** START Exercise input **

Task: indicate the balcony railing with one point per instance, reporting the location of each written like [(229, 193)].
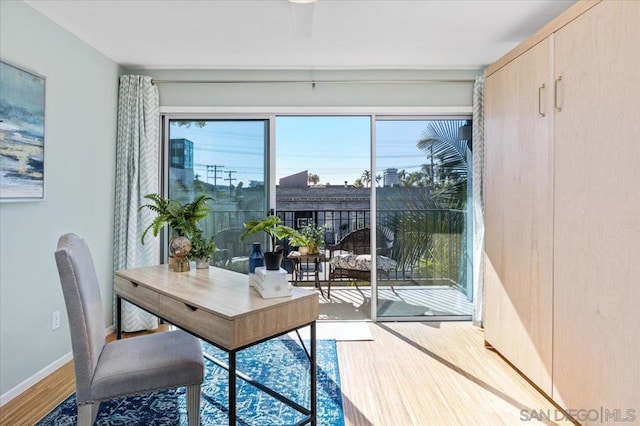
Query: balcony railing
[(428, 245)]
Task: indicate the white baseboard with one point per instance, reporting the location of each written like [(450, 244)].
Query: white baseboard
[(17, 390), (49, 369)]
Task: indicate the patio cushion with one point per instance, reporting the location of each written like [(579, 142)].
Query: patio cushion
[(361, 262)]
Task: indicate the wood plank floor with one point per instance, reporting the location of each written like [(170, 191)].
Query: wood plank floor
[(410, 374), (432, 374)]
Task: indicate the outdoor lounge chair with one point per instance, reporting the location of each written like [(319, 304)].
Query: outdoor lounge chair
[(351, 256)]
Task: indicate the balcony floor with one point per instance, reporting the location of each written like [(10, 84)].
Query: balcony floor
[(354, 303)]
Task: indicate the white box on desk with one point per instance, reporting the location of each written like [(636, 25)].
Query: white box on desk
[(270, 283)]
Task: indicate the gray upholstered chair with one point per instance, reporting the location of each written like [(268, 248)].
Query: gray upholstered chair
[(129, 366)]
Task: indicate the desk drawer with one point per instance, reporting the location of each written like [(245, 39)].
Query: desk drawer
[(137, 294), (205, 324)]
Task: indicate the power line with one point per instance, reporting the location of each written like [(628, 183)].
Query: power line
[(230, 179), (214, 168)]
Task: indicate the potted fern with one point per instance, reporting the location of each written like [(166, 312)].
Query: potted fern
[(183, 224), (275, 230)]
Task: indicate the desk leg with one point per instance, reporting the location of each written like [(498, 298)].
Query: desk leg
[(232, 388), (118, 317), (317, 275), (314, 408)]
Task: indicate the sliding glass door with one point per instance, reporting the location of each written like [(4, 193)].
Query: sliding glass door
[(422, 214), (408, 202), (225, 159)]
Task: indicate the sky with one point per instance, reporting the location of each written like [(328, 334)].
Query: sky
[(337, 149)]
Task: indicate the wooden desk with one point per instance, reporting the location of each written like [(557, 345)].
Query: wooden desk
[(219, 307)]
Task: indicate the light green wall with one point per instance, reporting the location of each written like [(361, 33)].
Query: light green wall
[(81, 106), (434, 93)]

** END Exercise input **

Work required
Rewrite the data from the line with "Task: indicate the wood plank" to the line with "[(270, 283)]", both included, scaling every coordinate in the answers by 0.7 and rounding to whole numbers, with halves rounded up. Copy the requests and their format samples without change.

Output
Task: indicate the wood plank floor with one point per instance, reporting the location of each written like [(170, 191)].
Query: wood plank floor
[(287, 262), (302, 262)]
Task: indicate the outdoor lounge chair with one point per instance, reporting the location of each written like [(319, 304)].
Query: outdoor lounge chair
[(246, 179)]
Task: indicate the balcony floor with one point per instance, reporting the location of each written like [(10, 84)].
Query: balcony floor
[(248, 212)]
Task: indicate the white box on desk with one point per instance, reporting the location of each written like [(636, 25)].
Query: white box on desk
[(189, 198)]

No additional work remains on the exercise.